What you need to do: Copy the entries below, starting at the line that contains "Report x and y for each instance of the carved chair" and stopping after the line that contains "x=264, y=396", with every line kept, including the requests. Raise each x and y coordinate in the answers by 22, and leave all other numbers unchanged.
Start of Dataset records
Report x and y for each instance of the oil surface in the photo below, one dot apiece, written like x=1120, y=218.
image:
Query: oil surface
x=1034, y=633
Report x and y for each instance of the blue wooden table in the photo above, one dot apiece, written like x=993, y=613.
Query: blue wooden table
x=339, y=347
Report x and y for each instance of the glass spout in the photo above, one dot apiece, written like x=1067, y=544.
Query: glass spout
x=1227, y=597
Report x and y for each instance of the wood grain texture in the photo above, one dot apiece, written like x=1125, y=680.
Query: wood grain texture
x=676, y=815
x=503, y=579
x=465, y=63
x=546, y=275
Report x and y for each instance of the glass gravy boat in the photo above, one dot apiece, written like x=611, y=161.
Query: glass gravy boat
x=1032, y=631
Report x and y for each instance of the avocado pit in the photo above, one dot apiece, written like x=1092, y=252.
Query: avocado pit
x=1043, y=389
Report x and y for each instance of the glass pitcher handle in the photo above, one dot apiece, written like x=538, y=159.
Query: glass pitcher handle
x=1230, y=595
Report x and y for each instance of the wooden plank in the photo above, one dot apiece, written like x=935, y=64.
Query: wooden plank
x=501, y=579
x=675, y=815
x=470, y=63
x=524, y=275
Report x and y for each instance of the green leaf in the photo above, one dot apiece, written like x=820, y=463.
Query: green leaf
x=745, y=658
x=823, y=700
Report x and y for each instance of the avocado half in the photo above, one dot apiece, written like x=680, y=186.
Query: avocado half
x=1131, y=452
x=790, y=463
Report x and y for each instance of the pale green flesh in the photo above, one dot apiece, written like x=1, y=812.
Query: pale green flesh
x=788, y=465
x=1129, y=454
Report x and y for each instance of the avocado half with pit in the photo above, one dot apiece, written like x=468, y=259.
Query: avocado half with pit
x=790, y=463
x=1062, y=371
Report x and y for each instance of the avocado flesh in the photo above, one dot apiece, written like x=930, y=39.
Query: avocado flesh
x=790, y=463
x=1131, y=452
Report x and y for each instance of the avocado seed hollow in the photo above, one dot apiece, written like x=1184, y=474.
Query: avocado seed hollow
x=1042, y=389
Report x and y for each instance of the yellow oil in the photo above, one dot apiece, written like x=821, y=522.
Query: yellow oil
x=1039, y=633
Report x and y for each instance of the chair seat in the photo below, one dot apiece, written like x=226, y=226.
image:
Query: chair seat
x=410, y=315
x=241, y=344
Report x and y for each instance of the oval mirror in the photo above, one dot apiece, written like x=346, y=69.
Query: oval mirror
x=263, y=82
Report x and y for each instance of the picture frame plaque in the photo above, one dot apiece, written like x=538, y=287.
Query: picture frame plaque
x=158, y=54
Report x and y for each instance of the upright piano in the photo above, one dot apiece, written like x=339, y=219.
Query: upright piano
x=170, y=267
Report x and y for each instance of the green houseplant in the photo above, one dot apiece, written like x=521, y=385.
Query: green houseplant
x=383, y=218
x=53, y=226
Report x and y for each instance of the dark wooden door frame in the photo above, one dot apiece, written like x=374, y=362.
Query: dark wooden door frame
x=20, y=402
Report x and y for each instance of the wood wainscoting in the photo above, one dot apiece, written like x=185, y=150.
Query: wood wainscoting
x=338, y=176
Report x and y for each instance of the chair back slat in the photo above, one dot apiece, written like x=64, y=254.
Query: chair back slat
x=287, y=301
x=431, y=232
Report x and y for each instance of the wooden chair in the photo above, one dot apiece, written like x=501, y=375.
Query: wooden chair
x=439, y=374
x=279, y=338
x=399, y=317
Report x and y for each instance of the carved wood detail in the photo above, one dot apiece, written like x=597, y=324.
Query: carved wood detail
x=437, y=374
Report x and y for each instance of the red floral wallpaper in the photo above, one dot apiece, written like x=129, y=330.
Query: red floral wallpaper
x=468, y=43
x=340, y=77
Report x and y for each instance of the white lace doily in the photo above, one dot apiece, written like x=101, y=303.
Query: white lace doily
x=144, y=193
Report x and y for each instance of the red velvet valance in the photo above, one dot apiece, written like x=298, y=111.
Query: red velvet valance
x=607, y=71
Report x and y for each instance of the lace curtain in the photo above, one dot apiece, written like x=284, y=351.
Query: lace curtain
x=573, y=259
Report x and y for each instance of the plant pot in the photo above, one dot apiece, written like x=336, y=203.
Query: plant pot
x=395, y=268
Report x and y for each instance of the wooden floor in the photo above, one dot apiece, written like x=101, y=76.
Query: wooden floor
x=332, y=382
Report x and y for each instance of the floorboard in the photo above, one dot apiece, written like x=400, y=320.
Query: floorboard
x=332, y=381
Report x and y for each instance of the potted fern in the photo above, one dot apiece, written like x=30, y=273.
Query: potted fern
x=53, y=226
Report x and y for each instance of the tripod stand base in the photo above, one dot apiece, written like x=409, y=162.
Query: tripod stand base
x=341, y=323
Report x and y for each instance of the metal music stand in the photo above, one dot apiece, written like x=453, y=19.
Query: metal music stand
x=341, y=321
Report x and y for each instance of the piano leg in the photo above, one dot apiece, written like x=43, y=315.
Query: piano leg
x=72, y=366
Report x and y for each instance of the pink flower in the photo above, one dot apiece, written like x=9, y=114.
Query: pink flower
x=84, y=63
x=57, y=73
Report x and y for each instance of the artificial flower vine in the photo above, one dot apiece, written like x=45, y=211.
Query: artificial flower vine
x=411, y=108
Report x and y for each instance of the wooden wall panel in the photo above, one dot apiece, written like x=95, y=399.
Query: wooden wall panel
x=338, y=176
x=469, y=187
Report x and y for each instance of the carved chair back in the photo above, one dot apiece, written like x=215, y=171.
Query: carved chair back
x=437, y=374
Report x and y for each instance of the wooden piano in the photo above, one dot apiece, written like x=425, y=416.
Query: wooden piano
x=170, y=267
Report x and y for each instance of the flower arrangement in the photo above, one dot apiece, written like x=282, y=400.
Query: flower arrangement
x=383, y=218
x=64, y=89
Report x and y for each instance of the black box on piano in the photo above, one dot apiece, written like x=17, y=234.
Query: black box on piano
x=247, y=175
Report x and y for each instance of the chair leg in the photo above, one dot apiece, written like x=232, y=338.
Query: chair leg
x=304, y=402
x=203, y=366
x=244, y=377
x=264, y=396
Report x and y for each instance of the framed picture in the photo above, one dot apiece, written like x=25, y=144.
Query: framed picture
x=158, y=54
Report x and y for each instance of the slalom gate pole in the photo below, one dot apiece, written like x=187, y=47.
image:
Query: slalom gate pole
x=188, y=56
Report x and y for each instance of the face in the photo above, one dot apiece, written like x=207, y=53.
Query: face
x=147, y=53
End of Dataset records
Task response:
Report x and y for each instance of the carved chair back in the photo above, one dot apiece, written like x=215, y=171.
Query: carved chair back
x=459, y=396
Report x and y for each instance of the wooden piano in the photo above, one dot apiece, written like x=425, y=416.
Query: wooden piano
x=192, y=289
Report x and y for each instance of the flower arrangement in the photo above, one dot apiece, written like x=282, y=400.
Query: flower arrangement
x=405, y=240
x=86, y=111
Report x and y for each instance of the black box on piano in the photo above, one dot apiece, written like x=17, y=234.
Query: black box on piano
x=269, y=197
Report x and y for each instance of the chair leg in the photo above, one dot apiece, written like x=232, y=338.
Query: chair leg
x=326, y=424
x=225, y=388
x=266, y=399
x=286, y=418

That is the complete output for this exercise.